Exercise goal - Identify each line in the items below that contains the word "fence", and copy those lines out. Count a line only if the word matches in case.

━━ Task inputs ━━

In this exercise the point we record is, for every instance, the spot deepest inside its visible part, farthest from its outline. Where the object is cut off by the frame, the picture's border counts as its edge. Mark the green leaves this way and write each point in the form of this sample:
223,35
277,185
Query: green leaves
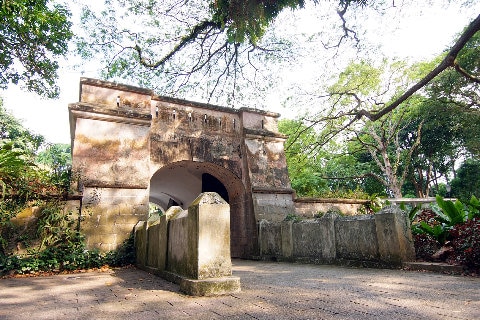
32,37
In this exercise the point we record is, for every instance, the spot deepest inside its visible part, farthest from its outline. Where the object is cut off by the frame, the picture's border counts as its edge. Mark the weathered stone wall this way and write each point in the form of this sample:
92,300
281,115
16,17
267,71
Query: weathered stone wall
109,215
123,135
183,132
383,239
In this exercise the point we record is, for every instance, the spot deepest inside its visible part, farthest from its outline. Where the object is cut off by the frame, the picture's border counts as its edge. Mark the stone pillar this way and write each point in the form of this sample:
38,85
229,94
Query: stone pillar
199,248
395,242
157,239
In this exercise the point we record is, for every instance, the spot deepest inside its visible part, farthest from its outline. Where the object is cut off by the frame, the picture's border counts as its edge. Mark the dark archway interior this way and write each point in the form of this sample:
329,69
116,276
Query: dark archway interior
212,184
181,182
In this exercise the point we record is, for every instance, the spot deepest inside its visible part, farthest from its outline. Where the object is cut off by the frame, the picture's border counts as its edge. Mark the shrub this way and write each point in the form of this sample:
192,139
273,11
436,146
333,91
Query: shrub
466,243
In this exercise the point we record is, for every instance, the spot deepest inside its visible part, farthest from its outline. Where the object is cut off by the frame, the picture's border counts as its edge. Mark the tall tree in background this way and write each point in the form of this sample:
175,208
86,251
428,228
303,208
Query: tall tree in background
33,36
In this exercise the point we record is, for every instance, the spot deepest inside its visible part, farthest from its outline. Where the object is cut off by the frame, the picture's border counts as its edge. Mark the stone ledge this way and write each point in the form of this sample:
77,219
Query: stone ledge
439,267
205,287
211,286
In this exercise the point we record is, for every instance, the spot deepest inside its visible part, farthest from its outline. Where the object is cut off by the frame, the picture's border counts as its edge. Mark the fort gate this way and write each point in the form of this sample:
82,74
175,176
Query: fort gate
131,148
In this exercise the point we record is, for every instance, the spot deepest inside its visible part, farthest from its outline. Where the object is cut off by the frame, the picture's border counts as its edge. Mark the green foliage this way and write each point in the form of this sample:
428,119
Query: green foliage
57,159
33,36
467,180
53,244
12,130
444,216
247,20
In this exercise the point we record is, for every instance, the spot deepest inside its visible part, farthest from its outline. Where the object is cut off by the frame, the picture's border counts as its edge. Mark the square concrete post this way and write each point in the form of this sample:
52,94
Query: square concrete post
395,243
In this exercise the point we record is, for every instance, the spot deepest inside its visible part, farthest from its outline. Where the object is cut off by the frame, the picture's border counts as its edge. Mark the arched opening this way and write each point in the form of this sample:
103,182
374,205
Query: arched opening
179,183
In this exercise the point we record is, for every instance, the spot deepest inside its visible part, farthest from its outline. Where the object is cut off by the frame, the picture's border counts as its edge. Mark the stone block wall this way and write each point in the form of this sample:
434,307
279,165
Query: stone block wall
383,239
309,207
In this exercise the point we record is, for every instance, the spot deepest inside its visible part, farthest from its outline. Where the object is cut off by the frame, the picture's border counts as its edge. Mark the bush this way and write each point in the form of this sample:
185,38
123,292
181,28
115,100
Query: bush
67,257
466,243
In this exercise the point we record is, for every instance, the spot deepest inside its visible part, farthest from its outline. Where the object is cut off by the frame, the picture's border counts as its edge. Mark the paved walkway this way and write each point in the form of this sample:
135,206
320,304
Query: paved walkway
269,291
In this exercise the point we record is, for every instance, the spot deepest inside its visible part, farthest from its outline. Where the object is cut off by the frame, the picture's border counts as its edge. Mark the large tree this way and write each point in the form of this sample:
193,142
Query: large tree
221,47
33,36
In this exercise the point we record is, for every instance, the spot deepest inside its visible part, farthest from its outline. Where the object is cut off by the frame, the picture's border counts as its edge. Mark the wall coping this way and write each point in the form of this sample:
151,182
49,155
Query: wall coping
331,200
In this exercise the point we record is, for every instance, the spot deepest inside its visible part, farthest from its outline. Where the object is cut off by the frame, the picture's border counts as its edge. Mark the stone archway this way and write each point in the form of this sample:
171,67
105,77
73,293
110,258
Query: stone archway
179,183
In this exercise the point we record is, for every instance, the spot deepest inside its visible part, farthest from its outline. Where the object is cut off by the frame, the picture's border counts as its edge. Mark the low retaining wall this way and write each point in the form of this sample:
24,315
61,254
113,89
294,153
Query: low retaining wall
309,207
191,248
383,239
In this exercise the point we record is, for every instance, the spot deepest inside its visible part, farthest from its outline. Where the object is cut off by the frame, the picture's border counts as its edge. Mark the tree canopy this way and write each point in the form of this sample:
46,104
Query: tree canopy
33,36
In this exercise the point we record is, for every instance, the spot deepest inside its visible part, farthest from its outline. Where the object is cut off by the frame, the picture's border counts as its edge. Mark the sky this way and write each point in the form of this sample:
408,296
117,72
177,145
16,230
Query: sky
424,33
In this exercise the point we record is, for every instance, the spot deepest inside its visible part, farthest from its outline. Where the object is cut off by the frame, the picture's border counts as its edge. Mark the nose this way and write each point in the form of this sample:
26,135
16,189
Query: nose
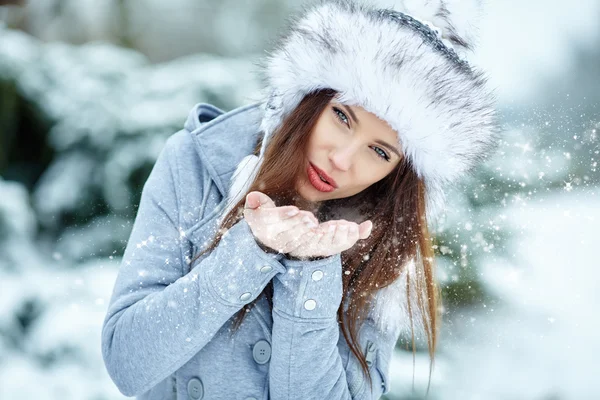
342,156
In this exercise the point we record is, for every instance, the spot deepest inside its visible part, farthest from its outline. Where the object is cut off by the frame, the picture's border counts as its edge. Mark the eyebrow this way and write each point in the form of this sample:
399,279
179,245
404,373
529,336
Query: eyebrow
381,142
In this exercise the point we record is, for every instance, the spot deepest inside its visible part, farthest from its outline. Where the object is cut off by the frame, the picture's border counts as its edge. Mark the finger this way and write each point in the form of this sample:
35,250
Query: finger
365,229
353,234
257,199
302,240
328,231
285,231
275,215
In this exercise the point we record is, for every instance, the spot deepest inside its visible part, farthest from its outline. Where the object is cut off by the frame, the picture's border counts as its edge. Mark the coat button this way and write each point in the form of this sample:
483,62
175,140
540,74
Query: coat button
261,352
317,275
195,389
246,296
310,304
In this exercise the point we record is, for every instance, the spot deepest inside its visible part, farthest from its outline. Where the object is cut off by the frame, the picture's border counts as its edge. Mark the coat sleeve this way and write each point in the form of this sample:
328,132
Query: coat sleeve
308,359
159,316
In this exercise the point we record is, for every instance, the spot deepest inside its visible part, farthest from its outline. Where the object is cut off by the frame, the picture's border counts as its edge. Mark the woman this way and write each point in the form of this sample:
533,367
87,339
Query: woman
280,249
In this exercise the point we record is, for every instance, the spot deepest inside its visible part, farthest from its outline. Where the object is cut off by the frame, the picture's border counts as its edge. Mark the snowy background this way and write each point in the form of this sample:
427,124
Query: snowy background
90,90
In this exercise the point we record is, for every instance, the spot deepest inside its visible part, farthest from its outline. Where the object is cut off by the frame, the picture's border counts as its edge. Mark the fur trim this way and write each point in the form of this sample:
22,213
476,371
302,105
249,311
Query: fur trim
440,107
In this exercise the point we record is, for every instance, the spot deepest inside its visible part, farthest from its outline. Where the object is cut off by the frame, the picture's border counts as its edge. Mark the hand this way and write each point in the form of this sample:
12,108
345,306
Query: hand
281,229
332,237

━━━
━━ Task inputs ━━

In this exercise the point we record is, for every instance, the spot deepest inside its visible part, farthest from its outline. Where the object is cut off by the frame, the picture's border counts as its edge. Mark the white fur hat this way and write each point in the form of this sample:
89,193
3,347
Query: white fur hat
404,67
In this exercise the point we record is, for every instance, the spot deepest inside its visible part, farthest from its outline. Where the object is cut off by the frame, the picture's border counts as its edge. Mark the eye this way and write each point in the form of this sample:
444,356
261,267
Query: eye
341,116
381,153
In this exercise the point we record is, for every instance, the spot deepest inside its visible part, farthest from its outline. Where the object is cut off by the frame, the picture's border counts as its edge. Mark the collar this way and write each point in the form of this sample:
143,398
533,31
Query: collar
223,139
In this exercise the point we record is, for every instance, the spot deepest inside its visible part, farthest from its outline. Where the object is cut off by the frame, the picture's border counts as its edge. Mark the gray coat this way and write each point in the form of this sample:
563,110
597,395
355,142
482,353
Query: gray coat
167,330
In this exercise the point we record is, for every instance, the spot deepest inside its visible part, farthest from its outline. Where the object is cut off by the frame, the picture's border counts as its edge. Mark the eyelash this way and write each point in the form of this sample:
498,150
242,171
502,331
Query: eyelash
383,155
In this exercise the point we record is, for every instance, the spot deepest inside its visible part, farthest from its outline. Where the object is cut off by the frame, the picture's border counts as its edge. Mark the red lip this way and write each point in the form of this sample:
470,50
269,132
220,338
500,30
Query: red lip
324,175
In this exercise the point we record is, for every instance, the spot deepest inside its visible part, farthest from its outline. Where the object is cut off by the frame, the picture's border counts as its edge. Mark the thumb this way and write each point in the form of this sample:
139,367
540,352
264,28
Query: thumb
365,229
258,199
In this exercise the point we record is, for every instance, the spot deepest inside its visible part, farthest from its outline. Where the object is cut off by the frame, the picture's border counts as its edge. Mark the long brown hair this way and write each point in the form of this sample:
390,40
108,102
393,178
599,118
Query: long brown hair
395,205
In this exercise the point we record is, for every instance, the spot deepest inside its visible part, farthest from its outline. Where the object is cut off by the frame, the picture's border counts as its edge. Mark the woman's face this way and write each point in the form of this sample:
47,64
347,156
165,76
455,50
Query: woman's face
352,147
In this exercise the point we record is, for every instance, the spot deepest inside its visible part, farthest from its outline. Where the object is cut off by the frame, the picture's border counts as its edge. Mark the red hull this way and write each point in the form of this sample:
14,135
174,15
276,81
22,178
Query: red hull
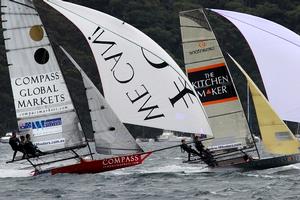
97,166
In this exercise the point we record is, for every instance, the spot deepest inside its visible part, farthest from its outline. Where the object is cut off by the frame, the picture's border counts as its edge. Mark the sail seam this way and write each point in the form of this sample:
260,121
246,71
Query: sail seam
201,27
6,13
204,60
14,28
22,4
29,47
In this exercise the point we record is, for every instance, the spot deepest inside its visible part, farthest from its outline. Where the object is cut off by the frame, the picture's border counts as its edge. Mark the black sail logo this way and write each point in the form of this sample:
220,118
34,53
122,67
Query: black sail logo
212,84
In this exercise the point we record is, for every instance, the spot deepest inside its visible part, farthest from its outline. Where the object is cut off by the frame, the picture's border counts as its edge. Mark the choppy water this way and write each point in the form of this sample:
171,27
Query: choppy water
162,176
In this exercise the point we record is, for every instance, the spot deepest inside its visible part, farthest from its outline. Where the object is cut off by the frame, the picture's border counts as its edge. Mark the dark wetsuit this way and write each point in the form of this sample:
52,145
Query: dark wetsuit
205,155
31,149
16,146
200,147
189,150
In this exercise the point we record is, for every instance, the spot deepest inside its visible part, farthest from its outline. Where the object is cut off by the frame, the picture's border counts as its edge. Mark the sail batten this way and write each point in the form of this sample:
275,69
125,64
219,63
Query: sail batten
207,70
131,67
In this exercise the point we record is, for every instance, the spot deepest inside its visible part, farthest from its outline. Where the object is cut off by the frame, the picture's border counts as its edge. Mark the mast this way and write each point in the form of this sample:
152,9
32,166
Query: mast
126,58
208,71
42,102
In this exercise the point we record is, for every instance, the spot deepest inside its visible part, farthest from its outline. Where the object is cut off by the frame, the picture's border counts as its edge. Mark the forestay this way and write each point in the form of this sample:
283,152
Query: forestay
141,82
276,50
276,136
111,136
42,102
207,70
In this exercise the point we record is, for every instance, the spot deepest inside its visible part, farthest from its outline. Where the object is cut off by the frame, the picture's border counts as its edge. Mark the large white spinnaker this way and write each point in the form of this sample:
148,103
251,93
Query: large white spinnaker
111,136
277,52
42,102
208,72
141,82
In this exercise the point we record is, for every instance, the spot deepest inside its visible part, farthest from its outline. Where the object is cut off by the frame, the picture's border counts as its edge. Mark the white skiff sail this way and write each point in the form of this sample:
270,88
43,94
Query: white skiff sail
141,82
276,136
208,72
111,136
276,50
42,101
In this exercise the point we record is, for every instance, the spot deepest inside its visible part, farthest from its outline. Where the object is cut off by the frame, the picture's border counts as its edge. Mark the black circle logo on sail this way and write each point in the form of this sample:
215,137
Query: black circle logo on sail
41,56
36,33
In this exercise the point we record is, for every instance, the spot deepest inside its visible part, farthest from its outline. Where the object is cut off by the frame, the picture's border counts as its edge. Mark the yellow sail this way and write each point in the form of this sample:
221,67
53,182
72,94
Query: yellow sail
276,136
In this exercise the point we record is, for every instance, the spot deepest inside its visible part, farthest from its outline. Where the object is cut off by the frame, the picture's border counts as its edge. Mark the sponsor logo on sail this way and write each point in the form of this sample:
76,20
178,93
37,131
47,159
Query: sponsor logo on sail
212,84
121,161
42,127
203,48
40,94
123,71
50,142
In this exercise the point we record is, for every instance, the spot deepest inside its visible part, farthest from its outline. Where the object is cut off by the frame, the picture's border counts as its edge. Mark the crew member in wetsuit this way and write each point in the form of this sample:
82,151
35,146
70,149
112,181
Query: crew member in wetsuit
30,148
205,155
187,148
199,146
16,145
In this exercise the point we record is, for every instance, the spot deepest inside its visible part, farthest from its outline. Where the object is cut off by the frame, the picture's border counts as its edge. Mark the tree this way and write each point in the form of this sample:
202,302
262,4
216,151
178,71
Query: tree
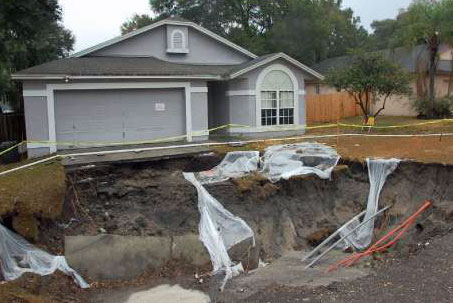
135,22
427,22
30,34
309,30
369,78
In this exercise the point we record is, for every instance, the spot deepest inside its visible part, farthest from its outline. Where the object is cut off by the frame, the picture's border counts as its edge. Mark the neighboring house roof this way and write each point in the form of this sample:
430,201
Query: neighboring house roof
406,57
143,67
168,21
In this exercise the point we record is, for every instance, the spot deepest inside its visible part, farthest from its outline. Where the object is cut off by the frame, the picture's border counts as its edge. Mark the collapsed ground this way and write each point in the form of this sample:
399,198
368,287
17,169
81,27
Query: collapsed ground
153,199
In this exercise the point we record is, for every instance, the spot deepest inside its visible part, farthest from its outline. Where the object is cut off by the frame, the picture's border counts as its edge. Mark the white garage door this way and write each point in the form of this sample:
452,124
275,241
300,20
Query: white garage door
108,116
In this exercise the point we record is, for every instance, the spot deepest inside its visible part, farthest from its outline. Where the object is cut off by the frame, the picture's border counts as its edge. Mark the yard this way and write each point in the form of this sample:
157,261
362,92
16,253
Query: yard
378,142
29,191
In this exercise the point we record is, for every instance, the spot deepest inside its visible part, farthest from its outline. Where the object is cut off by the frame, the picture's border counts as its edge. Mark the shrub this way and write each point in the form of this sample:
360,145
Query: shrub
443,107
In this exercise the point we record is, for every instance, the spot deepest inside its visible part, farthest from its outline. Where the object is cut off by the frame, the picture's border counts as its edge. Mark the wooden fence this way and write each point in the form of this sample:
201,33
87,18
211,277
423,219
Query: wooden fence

━━━

The output -
In this exercise the point we record is, for every instance, the spot deepest inside its visible part, farthest from its outline. Where the object is cut off by the frame, the picture's border counts as its edge. Mark the wooden fence this way and write each point in the form of this sample:
Query: wooden fence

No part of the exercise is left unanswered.